OBJECTIVE: Using the entries below, output exactly the line containing "Find the dark silhouetted" and all lines that follow it to the end.

=== GIVEN DATA ===

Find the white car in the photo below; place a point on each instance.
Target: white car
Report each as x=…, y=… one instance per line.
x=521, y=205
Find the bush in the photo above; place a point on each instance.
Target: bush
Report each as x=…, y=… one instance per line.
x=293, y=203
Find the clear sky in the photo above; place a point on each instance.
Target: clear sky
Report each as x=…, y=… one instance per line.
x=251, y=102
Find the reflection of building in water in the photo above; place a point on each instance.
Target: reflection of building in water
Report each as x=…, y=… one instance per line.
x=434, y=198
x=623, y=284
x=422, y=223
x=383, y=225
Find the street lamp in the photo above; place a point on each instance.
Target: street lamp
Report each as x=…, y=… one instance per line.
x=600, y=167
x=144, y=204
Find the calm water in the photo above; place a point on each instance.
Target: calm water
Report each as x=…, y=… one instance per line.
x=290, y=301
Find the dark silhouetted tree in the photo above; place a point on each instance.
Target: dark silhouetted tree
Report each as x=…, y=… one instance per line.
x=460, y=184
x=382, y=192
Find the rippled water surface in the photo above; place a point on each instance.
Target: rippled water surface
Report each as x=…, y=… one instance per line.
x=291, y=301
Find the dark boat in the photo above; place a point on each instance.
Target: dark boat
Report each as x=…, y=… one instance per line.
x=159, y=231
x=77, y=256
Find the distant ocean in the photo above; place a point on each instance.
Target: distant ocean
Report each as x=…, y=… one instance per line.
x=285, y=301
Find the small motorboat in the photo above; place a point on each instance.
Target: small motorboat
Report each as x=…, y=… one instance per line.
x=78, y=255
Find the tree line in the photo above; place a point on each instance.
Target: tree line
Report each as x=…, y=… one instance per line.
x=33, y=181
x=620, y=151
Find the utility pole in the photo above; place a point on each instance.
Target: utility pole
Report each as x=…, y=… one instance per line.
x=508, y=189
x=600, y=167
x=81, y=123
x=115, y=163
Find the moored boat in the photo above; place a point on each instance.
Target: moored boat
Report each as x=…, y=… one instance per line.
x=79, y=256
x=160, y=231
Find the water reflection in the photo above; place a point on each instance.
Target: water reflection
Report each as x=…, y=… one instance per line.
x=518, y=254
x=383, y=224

===

FINISHED TASK:
Find the dark silhouetted tree in the photo above; place a point on each instance.
Target: dark silhouetted tree
Report each as x=…, y=… one instance per line.
x=460, y=184
x=382, y=192
Find the rippled water surface in the photo above; place a point on each instance.
Target: rippled water surface
Report each as x=…, y=… one instance per line.
x=291, y=301
Find the dark boat in the photo above; place a point on each instance.
Target: dark boat
Report each as x=…, y=… one instance per line.
x=159, y=231
x=77, y=256
Find the distant ocean in the photo above; place a point on each instance.
Target: distant ocean
Report each as x=…, y=… one instance per line.
x=285, y=301
Find the small motorboat in the photo above; place a point on each instance.
Target: small motorboat
Report each as x=…, y=… one instance per line.
x=78, y=255
Find the tree line in the photo above; place a point on each instance.
Target: tree line
Report each as x=…, y=… one instance per line.
x=33, y=181
x=620, y=151
Find the utility pole in the photo above; place a point on each instance.
Target: utility pole
Report each as x=…, y=… one instance per line.
x=508, y=189
x=600, y=167
x=81, y=123
x=115, y=163
Find the moored boat in the photo above; place a point on each instance.
Target: moored boat
Report each as x=…, y=… one instance per line.
x=79, y=256
x=160, y=231
Find the water reflection in the photo above; place a point on each instance.
Target: water reflection
Report each as x=…, y=… one instance per line.
x=518, y=254
x=383, y=224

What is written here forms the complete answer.